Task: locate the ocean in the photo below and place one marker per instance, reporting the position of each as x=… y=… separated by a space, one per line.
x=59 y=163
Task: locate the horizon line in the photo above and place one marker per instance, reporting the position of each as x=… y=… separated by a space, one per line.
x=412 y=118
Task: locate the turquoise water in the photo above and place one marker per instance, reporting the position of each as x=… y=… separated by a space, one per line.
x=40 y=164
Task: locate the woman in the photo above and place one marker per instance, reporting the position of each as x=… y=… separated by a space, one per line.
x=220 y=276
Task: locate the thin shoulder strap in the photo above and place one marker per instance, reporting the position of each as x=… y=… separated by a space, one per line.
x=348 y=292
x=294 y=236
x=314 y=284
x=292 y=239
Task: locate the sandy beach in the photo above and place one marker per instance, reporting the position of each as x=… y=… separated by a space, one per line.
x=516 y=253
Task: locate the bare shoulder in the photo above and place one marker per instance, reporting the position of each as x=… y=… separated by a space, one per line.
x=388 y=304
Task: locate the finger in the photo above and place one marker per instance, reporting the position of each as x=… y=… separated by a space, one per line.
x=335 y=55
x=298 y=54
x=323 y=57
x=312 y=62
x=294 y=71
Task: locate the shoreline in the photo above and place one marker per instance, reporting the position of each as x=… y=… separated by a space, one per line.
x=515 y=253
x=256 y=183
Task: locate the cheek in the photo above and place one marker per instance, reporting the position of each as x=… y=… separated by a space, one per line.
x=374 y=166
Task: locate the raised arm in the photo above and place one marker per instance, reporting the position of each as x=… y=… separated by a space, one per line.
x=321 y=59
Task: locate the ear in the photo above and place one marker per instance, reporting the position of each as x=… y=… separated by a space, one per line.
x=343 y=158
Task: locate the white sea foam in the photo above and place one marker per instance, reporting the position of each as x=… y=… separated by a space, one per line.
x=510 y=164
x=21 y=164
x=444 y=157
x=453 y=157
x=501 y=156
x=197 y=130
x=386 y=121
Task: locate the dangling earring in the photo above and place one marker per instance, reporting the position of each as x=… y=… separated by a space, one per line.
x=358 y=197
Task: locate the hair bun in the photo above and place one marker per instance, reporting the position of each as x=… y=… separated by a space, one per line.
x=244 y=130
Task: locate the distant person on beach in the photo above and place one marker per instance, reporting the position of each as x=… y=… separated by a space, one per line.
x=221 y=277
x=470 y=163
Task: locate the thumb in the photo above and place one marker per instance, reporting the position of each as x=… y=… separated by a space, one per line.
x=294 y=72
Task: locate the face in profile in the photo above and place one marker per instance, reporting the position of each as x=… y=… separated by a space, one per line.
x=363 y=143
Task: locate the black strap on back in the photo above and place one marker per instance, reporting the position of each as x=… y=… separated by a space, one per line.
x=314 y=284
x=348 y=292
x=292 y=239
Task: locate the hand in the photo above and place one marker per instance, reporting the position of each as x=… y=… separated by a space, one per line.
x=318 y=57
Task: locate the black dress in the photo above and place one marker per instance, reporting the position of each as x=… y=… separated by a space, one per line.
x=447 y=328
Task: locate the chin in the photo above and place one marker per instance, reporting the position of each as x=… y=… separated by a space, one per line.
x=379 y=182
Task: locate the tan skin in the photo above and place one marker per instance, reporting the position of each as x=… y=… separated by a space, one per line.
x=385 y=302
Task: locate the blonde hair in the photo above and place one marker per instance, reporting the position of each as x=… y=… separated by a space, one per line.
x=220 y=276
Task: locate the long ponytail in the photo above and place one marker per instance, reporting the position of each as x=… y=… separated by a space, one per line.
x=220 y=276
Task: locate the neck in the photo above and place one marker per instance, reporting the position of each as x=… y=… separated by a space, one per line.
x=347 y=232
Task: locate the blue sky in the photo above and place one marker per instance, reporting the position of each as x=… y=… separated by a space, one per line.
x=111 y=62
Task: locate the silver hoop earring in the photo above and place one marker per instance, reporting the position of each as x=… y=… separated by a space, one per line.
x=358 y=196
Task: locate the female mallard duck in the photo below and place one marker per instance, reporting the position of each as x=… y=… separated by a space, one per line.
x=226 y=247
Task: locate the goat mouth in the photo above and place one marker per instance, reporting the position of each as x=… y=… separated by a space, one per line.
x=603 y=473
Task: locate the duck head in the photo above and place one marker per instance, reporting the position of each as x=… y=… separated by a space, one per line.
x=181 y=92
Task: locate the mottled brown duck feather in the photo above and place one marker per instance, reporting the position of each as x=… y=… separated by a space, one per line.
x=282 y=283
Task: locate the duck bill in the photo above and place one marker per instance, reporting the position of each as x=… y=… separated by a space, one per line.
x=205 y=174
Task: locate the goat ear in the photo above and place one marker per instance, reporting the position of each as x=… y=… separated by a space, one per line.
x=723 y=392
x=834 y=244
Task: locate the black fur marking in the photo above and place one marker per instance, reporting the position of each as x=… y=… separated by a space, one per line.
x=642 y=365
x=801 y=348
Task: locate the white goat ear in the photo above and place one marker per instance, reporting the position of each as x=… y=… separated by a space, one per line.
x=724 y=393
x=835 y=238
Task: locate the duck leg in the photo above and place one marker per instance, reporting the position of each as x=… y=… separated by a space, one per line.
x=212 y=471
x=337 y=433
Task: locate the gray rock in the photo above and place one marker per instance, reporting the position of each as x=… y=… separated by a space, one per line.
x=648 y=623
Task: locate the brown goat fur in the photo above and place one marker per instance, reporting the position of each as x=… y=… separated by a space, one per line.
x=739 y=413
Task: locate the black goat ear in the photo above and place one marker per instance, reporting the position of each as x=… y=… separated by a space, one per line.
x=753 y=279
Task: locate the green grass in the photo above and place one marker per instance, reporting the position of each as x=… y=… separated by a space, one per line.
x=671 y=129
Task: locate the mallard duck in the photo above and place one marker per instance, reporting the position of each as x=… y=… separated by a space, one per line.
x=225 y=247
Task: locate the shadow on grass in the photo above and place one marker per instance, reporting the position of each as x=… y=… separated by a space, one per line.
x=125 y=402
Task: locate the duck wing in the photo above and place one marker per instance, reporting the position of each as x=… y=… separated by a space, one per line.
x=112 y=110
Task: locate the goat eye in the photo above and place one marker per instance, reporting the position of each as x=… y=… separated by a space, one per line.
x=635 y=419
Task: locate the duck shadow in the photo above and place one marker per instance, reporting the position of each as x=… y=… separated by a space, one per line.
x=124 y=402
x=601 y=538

REQUIRED WORK: Can you reproduce every one of the entries above verbatim, line for line?

SOLUTION TO THE PROBLEM:
Task: locate the ocean in the photo below and place one marker per instance, reporting the position of each as x=… y=… separated by a space, one per line.
x=59 y=163
Task: locate the horizon line in the photo above and place one marker per instance, reporting the position of each as x=… y=… separated by a space, one per line.
x=412 y=118
Task: locate the turquoise water in the photo above and place one marker per instance, reporting the position of each as x=… y=… separated by a space, one per line.
x=40 y=164
Task: locate the woman in the photo above and place one marker per instance, reporting the position of each as x=… y=… separated by a space, one per line.
x=220 y=276
Task: locate the thin shoulder strap in the photo above and place one marker per instance, reporting the position of each as x=… y=… separated by a space, one per line.
x=348 y=292
x=294 y=236
x=314 y=284
x=292 y=239
Task: locate the sandy beach in the photo above and place one marker per instance, reporting the position of each as x=… y=… separated by a space, one per line.
x=516 y=253
Task: locate the bare shoulder in the photo above and place one marker per instance, reporting the position of each as x=… y=… separated by a space, one per line.
x=388 y=304
Task: locate the finger in the photo above and place one marker per instance, reporting the position of each as x=… y=… separated by a space, one per line.
x=335 y=55
x=298 y=54
x=323 y=57
x=312 y=62
x=294 y=71
Task: locate the shoreline in the photo above and place one marker per instance, reporting the position of each as x=… y=… separated by a space, one per line.
x=515 y=253
x=256 y=183
Task: locate the cheek in the photo above and place one marker per instance, reporting the position of each as x=… y=… separated by a space, one per line.
x=374 y=166
Task: locate the raised arm in the photo above and place one marker per instance, reporting the position of each as x=… y=… separated by a space, one per line.
x=321 y=59
Task: locate the ear in the photo above and place one marker per instance, reporting the position of each as x=… y=… separated by a space, one per line.
x=343 y=158
Task: locate the white sea foam in the photo above and place one marker per instance, reporting the position of each as x=… y=… separated by a space, one per line.
x=510 y=164
x=21 y=164
x=444 y=157
x=453 y=157
x=501 y=156
x=197 y=130
x=386 y=121
Task: locate the dangling earring in the photo above and place one marker per instance, reporting the position of each as x=… y=… separated by a space, one per line.
x=358 y=197
Task: locate the hair bun in the photo above and place one marker per instance, reporting the position of each as x=… y=… separated by a space, one per line.
x=244 y=130
Task: locate the distant person on beach in the photo above and place one marker per instance, reporting the position of each as x=… y=… separated by a space, one per line.
x=221 y=277
x=470 y=163
Task: locate the thumb in the photo above and place one marker per instance, reporting the position of each as x=… y=… separated by a space, one per line.
x=294 y=72
Task: locate the face in profile in the photo above and place one marker per instance, reporting the position of each as x=… y=… separated by a space, one per line.
x=363 y=143
Task: locate the black strap on back in the photo above and place one marker per instance, reporting the position of each as x=… y=… separated by a space, one per line.
x=314 y=284
x=348 y=292
x=292 y=239
Task: locate the hand in the photo above and place one marker per instance, reporting the position of each as x=… y=… separated by a space, one per line.
x=318 y=57
Task: locate the black dress in the photo above and place one marker per instance, reporting the position of each as x=… y=… separated by a space, one per line.
x=447 y=328
Task: locate the chin in the photo above and place one marker per instance, reporting the position of each as x=… y=… separated by a space, one per line.
x=379 y=182
Task: locate the tan skin in the photo above and place one marker per instance, reporting the position of each as x=… y=… separated by a space, one per line.
x=385 y=302
Task: locate the blonde hair in the photo above and place one marker per instance, reporting the position of each as x=… y=… separated by a space, one per line.
x=220 y=276
Task: locate the long ponytail in the photo above and place one marker per instance, reporting the position of each as x=… y=… separated by a space, one per line.
x=220 y=276
Task: locate the neck in the photo above and place one marker per instance, reporting the position of each as x=… y=… separated by a space, one per line.
x=347 y=232
Task: locate the blue sky in the photo above and place one marker per instance, reporting the position of each as x=… y=… separated by a space, one per line.
x=111 y=62
Task: locate the silver hoop earring in the photo above and place one marker per instance, reporting the position of each as x=… y=… separated by a space, one per line.
x=358 y=196
Task: locate the female mallard duck in the photo below and place one marker per instance, reporting the position of each as x=… y=… separated by a space, one per line.
x=226 y=247
Task: locate the goat mouth in the photo above and place one marker per instance, reporting the position of each as x=… y=… separated by a space, one per line.
x=603 y=473
Task: locate the duck head in the photo above and place one marker per instance, reporting the position of each as x=… y=… separated by a space, one per line.
x=181 y=92
Task: locate the mottled brown duck feather in the photo above and place one marker per instance, reporting the position of each as x=… y=… separated by a space, one per line.
x=282 y=283
Task: locate the duck bill in the photo above and place one marker per instance, reporting the position of each as x=… y=… separated by a space, one per line.
x=205 y=174
Task: locate the goat ear in the photo above and place one marker per instance, reporting the position of each as x=… y=… separated by a space, one per line.
x=723 y=392
x=834 y=244
Task: locate the black fur marking in the photo above and place one marker per instance, reporting the position of each as x=… y=… separated by a space, one per line.
x=642 y=365
x=801 y=348
Task: locate the white goat ear in the photo above and place one marker per instance, reporting the position of each as x=… y=… separated by a space, one per line.
x=724 y=393
x=835 y=238
Task: locate the duck leg in the photo above and place one marker per instance, reporting the position of each as x=… y=… separated by a space, one per line.
x=212 y=471
x=337 y=433
Task: locate the gray rock in the photo above and place one marker per instance, reporting the position of each as x=… y=… separated by a space, one per line.
x=648 y=623
Task: locate the brown goat fur in the photo above and place one marker per instance, reporting the position of each as x=… y=… separated by a space, one per line.
x=739 y=413
Task: locate the black goat ear in the photo above and place one marker per instance, reporting the position of each as x=… y=… separated by a space, one per line.
x=753 y=279
Task: locate the green grass in the photo above and place one marker per instance, reporting the position of each as x=… y=… separated by a space, one per line.
x=671 y=129
Task: locate the mallard duck in the photo above and place one marker per instance, reporting the position of each as x=… y=… separated by a space, one per line.
x=225 y=247
Task: locate the shadow on grass in the photo above and place one marker per instance, reporting the position of each as x=… y=… separated by a space, one per line.
x=125 y=402
Task: locate the duck wing in the photo above and place one marker per instance, reporting the position of each as x=… y=… separated by a space, one per line.
x=112 y=110
Task: locate the goat eye in the photo above and place one marker per instance, reporting the position of each as x=… y=… separated by a space, one per line.
x=635 y=419
Task: locate the duck shadow in the photo above and place one marker per instance, reporting the position of each as x=… y=… separated by a space, one per line.
x=124 y=402
x=601 y=538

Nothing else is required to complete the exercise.